| Records excerpted from a collection |
Start

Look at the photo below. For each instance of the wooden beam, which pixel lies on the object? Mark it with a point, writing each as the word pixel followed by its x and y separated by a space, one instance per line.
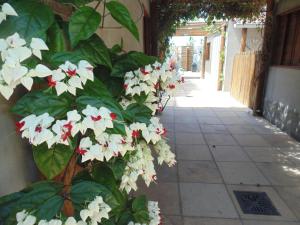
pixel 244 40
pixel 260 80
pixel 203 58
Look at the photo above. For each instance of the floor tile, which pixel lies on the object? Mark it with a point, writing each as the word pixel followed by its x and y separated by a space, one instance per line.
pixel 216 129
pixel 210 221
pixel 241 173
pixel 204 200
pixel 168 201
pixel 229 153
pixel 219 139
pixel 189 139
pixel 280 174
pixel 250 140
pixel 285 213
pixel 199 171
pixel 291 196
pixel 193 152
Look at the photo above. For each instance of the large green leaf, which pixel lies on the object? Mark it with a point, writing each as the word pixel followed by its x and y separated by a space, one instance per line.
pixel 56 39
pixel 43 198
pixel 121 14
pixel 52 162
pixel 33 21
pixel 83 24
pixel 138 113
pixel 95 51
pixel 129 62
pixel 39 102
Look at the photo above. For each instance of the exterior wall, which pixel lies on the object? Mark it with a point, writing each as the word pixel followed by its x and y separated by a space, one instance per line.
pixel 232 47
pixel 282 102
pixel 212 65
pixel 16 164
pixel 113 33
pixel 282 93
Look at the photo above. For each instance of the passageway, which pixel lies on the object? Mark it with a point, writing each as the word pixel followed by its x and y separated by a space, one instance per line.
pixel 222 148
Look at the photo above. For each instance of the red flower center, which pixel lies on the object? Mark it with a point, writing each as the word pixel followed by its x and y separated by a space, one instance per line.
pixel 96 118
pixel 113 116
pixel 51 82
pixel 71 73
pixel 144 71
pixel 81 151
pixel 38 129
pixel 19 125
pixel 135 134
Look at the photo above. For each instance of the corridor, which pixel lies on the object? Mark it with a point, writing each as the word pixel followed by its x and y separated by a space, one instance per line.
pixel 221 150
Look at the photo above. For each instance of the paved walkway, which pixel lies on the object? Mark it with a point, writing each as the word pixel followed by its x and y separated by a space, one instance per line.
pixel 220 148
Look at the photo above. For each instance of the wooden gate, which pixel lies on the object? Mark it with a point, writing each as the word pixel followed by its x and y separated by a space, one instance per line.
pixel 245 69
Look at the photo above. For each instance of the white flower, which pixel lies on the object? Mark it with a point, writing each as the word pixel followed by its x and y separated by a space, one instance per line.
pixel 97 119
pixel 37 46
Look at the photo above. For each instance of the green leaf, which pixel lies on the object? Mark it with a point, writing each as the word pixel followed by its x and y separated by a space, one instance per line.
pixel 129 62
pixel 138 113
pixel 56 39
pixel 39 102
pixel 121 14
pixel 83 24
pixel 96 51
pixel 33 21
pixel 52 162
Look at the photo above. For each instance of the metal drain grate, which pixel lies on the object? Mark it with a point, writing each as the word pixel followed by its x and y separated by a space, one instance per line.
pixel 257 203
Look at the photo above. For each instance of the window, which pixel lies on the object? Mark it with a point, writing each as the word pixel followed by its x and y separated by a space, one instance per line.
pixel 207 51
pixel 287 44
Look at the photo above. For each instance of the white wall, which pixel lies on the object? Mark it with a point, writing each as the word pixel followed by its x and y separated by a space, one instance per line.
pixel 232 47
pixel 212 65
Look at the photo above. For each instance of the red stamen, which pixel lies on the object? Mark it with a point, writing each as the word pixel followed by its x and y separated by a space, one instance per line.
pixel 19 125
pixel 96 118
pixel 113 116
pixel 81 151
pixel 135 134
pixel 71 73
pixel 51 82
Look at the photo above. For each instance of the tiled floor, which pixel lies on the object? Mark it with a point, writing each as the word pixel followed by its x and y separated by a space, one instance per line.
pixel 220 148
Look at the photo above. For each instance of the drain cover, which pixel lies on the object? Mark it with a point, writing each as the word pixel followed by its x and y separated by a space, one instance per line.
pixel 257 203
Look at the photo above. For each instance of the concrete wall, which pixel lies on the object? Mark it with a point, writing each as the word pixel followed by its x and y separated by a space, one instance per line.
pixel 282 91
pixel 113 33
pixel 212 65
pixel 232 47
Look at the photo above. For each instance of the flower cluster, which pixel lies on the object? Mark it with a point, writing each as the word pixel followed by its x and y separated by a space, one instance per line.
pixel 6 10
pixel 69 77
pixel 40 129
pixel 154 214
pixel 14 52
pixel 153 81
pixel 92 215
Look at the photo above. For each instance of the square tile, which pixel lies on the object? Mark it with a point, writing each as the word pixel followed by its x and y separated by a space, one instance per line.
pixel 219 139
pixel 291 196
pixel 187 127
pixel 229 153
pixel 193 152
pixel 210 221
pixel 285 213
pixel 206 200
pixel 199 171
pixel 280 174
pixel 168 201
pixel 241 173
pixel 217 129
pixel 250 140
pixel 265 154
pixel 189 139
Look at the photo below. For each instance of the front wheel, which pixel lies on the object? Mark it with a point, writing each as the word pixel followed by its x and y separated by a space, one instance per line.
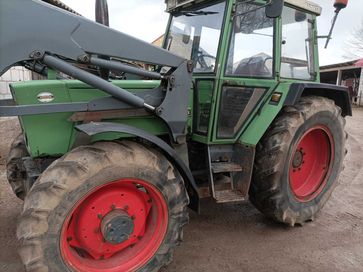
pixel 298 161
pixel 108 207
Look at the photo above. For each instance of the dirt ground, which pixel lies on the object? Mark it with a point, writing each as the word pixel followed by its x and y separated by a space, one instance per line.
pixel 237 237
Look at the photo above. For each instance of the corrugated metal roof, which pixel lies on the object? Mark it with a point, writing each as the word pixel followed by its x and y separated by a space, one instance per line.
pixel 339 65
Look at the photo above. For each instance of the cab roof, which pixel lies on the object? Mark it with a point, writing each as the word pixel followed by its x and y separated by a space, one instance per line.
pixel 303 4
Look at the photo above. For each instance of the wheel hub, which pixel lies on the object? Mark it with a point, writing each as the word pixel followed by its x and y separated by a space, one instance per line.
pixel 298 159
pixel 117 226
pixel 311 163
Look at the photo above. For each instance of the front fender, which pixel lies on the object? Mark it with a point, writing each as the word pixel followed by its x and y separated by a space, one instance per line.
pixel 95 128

End

| Job |
Print the complete listing exactly, apart from any pictures.

| The output |
Look at the photo below. For each instance of the wooden beam, which pixel lies on the object? Mark it with a point, writing each as the word pixel followed by its x and y separated by a space, one instance per line.
pixel 244 40
pixel 260 80
pixel 203 58
Look at the photo above. For each instance of the floor tile, which pixel lies on the object? Mark it with a point, writing each as the word pixel followed by its x and y separated by a space, one instance per line.
pixel 216 129
pixel 210 221
pixel 241 173
pixel 204 200
pixel 168 201
pixel 229 153
pixel 219 139
pixel 189 139
pixel 280 174
pixel 250 140
pixel 285 213
pixel 199 171
pixel 291 196
pixel 193 152
Look at the photo above. For each instance of the large green leaf, which pixel lies on the object? Mark it with a point, writing each as the word pixel followed by its x and y separated by a space, one instance per line.
pixel 56 39
pixel 43 198
pixel 121 14
pixel 52 162
pixel 33 21
pixel 83 24
pixel 138 113
pixel 95 51
pixel 129 62
pixel 39 102
Look at the photo above. For each instance of the exterior wall, which pixel lies on the object? Mark it with a point, writing each as the word pixel followed by its x and y separated by a space, one instance per line.
pixel 232 47
pixel 282 102
pixel 212 65
pixel 16 164
pixel 113 33
pixel 282 93
Look at the photo above. For each instance of the passageway, which pixel lies on the object? Mark it with a point, writing each as the word pixel followed by its x and y separated by a space, one instance per line.
pixel 222 148
Look at the photo above. For each instance of the red flower center, which pixel lies on the object? Mark it with a point, writing each as the word pixel followed by its x and y separated by a space, one instance per line.
pixel 96 118
pixel 113 116
pixel 51 82
pixel 71 73
pixel 144 71
pixel 81 151
pixel 38 129
pixel 19 125
pixel 135 134
Look at the photo above. For each instance of the corridor, which pixel lies on the object? Mark it with a point, writing each as the word pixel followed by its x and y separated by a space, one instance per line.
pixel 221 150
Look at the photo above. For each instance of the paved walkway, which pixel lies on the object? Mark it with a point, writing each as the word pixel followed by its x and y separated by a space, one instance per line.
pixel 220 148
Look at the photo above. For each instance of the wooden gate, which pixel lies on the object? Mark it with a point, writing each as the word pixel followed by its x and y separated by a space, one instance per line.
pixel 245 69
Look at the photo above. For each instance of the white flower, which pixel lies on the object? Mark it with a point, writing each as the word pixel followed by its x and y separated by a space, one instance per line.
pixel 97 119
pixel 37 46
Look at the photo above. For each instance of the green leaf, which pixel lies on the object? Mark it with a point, writing each as the word pixel followed by its x and y separated by a space, one instance per line.
pixel 129 62
pixel 138 113
pixel 56 39
pixel 39 102
pixel 121 14
pixel 83 24
pixel 96 51
pixel 33 21
pixel 52 162
Look at the photo above. For each instance of the metal drain grate, which pixel lies on the object? Mark it with a point, writing each as the word pixel followed by its x and y separated by a space, one instance per line.
pixel 257 203
Look at the photo above. For each instance of the window, which pixel lies on the object? Mark it with a point, writing each as the word pixel followed by its x and y separated by a space, one instance per line.
pixel 207 51
pixel 287 44
Look at the photo above. For each instance of the white wall, which pixel lies on the object? Mark it with a point, writing each as the word pixel followed by its x and y separated by a space, one instance per line.
pixel 232 47
pixel 212 65
Look at the photo above. For each instance of the red stamen, which pixel lies on the object? Mark it with a point, writing each as the word pixel followed by its x and y separated by a space, one instance per line.
pixel 19 125
pixel 96 118
pixel 113 116
pixel 81 151
pixel 135 134
pixel 71 73
pixel 51 82
Look at the photo above. For each instance of the tiled floor, which pixel lies on the object? Mark it with a point, writing each as the word pixel followed by its x and y separated by a space, one instance per line.
pixel 220 148
Look at the photo above. For each instance of the drain cover, which pixel lies on the object? Mark it with a point, writing each as the word pixel followed by its x and y separated by a space, one instance per line.
pixel 257 203
Look at the photo above. For each instance of the concrete wall, which pixel lies on the object? Mark it with a point, writing each as the word pixel followed by its x and y separated by a space, one instance per line.
pixel 282 91
pixel 113 33
pixel 212 65
pixel 232 47
Look at the photo above. For each instance of the flower cluster, which pixel lies on the object? Mark it with a point, writing each as the word pixel followed by its x and y separated by a space, one instance per line.
pixel 6 10
pixel 69 77
pixel 40 129
pixel 154 214
pixel 14 52
pixel 153 81
pixel 92 215
Look at the photo above. For each instance of the square tile, which pixel lies on the object? Mark it with a point, writing each as the word pixel followed by its x and y separated by a space, one instance per line.
pixel 219 139
pixel 291 196
pixel 187 127
pixel 229 153
pixel 193 152
pixel 210 221
pixel 285 213
pixel 206 200
pixel 199 171
pixel 280 174
pixel 168 201
pixel 241 173
pixel 217 129
pixel 250 140
pixel 265 154
pixel 189 139
Look at the photo below. For each instance of the front wheel, which pixel lies on the object? Mark it with a point, writing each as the word pixel followed by its x and y separated by a space, one instance per line.
pixel 298 161
pixel 108 207
Look at the photo above. For each instance of the dirt ground, which pixel lies on the object? Mark it with a point, writing each as the word pixel followed by its x and y separated by a space, one instance per line.
pixel 237 237
Look at the photo above. For each instance of the corrugated metal roof, which pixel lies on the object? Mark it with a point, writing each as the word pixel followed by its x and y separated by a space, one instance per line.
pixel 339 65
Look at the photo above. For each instance of the cab roof, which pixel lies on the object? Mark it with a point, writing each as the word pixel followed by its x and y separated by a space, one instance per line.
pixel 303 4
Look at the photo above. For each instance of the wheel hub, which pixel lies on the object? Mark it with a point, writing each as the word pixel followed by its x and y separated by a space, one instance per line.
pixel 298 159
pixel 117 226
pixel 311 163
Look at the photo above. For each instance of the front fender, which pixel lies on the object? Mark it with a point, writing each as the word pixel followed by its x and y separated by a space, one instance per line.
pixel 95 128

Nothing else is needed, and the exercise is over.